Exercise: Beginning at the line that contains "Mark one point per instance of the car front", transcribe the remaining lines of the listing exactly; include the final line and omit everything before.

Extracted entries:
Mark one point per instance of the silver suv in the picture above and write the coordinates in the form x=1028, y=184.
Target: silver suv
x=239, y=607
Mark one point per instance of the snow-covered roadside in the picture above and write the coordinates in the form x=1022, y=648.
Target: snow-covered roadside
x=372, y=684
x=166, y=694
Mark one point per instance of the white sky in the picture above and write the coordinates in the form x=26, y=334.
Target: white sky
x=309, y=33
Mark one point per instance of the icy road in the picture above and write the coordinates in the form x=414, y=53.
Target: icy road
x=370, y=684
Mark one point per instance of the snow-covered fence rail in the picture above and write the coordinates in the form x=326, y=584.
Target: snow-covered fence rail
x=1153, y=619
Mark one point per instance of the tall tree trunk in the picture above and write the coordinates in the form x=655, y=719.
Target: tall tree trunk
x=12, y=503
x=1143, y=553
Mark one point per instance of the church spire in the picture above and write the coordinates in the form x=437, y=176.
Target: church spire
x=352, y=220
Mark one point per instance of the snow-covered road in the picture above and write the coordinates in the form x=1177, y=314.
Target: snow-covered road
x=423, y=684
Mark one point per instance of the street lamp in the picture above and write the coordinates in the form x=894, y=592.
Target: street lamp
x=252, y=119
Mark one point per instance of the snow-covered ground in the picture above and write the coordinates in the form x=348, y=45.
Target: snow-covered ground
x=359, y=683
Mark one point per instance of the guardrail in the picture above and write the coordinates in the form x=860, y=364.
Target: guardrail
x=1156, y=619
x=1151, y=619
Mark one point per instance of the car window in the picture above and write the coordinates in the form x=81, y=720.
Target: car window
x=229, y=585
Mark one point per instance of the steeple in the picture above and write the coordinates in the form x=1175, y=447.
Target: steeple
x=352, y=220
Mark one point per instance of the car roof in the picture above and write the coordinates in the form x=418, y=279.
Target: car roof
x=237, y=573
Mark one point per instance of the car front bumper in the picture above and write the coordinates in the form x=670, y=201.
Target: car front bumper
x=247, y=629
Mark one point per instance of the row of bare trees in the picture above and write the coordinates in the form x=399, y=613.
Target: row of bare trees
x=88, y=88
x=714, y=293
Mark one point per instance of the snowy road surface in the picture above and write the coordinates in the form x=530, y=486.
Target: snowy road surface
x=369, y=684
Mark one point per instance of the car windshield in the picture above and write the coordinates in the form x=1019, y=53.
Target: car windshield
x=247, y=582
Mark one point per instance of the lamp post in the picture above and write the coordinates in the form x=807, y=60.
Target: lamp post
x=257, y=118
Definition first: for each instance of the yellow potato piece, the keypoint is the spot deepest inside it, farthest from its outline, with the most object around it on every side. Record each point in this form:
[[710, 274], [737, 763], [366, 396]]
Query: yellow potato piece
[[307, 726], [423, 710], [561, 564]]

Problem solution:
Mark one point per instance of the car front bumper in the picture above and write the coordinates in the form x=670, y=201.
Target: car front bumper
x=247, y=629
Mark one point per instance of the row of bare trees in the picture above and write the coordinates in the form x=399, y=613.
Target: row of bare trees
x=88, y=88
x=714, y=293
Mark one point per instance of the snowy road surface in the picture above and write the coordinates in the form x=530, y=486.
Target: snowy road surface
x=369, y=684
Mark one point per instance of the car windshield in the picture above and write the coordinates in the form x=1019, y=53.
Target: car windshield
x=247, y=582
Mark one point per instance of the lamp post in the picture above and write the coordinates in the form x=807, y=60.
Target: lamp post
x=257, y=118
Definition first: for each instance of the yellow potato piece, the keypoint is the spot deepest inside it, farthest from its outline, with the most object around it on every side. Record each point in this form:
[[710, 274], [737, 763], [366, 396]]
Query: yellow potato piece
[[307, 726], [423, 710], [561, 564]]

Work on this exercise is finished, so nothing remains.